> **INPUT MATERIAL**
★ ★ ★ ★

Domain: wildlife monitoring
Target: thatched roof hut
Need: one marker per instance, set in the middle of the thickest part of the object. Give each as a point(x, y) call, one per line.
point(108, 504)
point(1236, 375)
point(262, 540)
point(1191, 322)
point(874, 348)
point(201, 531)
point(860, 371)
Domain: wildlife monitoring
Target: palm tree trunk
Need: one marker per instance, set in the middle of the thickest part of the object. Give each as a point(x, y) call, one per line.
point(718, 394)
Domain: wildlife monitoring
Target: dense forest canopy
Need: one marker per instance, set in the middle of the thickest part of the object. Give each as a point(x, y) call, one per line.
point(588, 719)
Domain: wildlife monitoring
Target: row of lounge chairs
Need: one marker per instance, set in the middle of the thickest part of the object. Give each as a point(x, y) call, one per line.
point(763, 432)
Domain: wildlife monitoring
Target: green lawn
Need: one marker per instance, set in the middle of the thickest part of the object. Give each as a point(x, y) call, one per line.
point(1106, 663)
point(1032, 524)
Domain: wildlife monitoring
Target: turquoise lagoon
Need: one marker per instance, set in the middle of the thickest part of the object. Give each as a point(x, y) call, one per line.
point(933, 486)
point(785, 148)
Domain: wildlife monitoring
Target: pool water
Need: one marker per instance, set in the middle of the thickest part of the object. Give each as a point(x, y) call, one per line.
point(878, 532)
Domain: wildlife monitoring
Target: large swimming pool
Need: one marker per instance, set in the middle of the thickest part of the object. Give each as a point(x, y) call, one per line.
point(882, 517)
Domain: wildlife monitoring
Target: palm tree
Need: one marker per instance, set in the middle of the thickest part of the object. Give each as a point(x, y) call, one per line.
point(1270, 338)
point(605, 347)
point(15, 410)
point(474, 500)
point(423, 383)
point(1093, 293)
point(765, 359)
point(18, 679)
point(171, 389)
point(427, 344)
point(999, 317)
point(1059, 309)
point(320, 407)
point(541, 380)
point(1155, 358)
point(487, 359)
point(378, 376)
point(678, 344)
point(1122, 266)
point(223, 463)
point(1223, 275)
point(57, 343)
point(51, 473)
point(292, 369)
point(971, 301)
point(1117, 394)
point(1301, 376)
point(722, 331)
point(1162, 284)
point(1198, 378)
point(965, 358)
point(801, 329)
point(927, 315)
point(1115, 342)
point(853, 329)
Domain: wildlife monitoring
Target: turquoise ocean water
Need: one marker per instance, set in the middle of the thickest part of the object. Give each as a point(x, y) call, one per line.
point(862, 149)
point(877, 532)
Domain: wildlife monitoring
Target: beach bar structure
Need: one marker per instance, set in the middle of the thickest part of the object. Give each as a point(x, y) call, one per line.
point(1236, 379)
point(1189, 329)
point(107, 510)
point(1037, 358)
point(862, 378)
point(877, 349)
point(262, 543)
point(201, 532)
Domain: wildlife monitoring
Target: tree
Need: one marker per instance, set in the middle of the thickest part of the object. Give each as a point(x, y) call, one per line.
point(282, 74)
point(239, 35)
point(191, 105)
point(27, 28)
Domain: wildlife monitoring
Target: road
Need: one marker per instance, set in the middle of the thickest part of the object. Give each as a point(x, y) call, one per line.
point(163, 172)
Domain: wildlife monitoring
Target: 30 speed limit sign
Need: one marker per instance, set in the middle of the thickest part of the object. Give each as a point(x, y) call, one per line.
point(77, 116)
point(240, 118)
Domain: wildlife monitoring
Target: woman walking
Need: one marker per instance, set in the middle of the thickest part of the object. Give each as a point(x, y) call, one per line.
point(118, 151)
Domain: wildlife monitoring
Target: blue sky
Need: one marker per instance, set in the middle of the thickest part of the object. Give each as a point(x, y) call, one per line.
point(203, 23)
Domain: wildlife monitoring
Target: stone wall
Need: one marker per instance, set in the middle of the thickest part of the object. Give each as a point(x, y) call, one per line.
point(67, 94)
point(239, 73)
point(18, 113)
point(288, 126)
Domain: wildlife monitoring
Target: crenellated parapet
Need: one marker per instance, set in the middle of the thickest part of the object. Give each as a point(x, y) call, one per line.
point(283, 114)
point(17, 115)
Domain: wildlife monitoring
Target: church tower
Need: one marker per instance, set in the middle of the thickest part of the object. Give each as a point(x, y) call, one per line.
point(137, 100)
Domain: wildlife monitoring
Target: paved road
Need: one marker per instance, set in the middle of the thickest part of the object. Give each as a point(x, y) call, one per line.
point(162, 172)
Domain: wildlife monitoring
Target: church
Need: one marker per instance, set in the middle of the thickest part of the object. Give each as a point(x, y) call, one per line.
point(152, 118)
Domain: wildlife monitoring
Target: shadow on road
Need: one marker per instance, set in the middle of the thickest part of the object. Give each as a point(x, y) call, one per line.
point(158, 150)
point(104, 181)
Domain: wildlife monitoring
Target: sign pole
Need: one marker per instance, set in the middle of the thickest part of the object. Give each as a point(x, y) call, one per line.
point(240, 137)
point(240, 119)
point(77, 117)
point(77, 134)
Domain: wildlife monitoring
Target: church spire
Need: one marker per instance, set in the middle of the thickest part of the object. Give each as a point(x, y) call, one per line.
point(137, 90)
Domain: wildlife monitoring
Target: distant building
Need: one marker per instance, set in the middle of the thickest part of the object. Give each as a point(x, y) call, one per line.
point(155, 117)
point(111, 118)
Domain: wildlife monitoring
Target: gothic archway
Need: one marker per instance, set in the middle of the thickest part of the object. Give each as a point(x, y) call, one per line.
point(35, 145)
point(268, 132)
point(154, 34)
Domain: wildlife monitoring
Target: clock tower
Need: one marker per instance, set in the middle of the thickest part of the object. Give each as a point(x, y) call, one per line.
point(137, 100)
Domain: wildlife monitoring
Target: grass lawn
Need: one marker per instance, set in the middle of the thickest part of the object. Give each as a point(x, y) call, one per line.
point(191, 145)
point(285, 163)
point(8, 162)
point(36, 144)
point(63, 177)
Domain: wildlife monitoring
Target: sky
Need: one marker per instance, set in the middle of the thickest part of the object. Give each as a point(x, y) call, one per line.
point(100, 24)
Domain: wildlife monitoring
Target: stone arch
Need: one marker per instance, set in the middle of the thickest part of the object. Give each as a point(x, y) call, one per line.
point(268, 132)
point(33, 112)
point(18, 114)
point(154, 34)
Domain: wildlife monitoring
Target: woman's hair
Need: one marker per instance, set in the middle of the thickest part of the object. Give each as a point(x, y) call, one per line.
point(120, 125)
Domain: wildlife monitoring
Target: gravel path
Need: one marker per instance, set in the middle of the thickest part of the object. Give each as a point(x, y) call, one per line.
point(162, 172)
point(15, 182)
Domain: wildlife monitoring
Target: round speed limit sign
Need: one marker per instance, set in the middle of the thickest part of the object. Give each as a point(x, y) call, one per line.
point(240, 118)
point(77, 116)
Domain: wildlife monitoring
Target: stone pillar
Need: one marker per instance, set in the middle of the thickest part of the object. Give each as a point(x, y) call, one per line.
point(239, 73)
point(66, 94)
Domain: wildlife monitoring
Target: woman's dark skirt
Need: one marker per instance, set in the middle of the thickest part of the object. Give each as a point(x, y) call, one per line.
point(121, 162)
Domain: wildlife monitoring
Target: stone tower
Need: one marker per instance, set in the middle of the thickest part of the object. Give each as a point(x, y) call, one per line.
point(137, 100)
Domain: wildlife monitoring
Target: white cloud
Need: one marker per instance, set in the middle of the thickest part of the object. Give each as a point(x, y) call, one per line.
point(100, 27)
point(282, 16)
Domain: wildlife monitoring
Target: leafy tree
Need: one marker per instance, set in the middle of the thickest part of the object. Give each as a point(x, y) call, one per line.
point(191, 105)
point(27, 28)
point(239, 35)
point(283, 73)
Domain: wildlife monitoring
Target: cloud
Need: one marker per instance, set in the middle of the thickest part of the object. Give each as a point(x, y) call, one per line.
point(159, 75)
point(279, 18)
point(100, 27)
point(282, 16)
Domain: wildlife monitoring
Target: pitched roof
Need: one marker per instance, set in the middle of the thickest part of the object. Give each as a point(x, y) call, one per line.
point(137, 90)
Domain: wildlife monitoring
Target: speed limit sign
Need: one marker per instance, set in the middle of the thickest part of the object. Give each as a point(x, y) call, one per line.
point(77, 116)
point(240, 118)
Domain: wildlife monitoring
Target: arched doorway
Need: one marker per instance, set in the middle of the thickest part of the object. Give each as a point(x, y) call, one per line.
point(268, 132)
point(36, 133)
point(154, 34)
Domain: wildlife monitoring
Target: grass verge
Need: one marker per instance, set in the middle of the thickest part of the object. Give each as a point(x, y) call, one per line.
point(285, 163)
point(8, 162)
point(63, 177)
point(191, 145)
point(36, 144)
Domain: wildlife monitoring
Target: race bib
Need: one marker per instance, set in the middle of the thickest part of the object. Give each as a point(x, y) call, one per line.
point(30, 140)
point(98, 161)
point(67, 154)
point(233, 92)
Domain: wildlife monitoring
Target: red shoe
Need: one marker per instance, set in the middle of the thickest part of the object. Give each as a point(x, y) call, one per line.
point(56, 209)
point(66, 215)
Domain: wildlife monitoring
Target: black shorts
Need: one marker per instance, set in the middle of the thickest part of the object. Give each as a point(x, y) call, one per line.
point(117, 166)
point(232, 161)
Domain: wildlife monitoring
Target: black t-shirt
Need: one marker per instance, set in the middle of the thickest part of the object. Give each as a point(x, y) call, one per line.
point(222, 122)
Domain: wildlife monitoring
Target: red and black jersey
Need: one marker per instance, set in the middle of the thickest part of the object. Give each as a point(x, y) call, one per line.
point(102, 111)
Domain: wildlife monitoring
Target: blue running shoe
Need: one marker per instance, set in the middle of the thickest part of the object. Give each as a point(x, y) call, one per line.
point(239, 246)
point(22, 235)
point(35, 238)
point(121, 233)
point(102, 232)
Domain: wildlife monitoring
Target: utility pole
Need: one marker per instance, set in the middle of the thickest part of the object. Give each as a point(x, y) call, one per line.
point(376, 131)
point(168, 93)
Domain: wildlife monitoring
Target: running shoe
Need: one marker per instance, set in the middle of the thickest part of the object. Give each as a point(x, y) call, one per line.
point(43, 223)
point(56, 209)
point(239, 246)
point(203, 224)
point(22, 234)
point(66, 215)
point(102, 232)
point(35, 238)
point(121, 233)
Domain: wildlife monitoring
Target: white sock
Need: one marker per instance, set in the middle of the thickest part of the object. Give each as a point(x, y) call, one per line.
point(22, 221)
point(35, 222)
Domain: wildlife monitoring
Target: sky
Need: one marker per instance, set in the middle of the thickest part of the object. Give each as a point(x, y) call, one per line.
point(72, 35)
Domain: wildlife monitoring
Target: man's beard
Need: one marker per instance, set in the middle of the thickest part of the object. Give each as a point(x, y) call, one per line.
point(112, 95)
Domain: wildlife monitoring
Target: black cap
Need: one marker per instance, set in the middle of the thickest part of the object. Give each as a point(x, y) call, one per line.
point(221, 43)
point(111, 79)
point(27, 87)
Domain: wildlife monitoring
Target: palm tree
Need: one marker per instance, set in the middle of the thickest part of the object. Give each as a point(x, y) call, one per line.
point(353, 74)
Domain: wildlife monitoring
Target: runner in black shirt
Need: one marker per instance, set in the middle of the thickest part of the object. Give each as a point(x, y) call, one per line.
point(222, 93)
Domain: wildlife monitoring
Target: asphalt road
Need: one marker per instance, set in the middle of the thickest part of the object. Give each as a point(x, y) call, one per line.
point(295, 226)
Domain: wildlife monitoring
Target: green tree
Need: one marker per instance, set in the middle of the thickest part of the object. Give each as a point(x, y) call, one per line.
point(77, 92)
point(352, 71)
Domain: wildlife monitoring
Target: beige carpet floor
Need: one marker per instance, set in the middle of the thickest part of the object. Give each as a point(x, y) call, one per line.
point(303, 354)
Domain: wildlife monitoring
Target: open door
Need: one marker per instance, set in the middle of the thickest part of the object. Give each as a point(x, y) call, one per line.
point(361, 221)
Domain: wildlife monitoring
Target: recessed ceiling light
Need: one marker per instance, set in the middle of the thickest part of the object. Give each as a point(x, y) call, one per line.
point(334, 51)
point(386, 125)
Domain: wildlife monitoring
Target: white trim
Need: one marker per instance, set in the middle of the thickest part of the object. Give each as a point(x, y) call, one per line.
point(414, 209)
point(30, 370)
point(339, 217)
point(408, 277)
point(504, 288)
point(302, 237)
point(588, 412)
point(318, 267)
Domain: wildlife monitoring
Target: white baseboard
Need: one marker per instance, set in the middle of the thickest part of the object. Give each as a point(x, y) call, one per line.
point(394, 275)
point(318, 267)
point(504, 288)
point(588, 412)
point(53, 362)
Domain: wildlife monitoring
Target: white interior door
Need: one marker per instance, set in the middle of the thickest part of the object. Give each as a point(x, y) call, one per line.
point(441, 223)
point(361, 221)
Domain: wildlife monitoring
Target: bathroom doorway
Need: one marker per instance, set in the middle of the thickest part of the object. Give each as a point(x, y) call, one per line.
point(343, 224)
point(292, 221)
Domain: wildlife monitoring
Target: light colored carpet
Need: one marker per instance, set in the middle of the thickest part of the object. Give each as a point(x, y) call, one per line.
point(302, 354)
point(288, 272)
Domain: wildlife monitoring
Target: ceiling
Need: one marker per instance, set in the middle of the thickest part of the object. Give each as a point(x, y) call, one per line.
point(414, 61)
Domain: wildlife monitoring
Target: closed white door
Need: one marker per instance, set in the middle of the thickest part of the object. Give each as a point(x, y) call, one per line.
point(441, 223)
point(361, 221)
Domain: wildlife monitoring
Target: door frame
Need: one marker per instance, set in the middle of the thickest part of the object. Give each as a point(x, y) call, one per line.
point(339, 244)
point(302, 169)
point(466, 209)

★ ★ ★ ★

> **TASK STATEMENT**
Extract each line of the listing above that contains the word "ceiling". Case matters.

> **CORRECT RESULT**
Target: recessed ceiling light
Target: ceiling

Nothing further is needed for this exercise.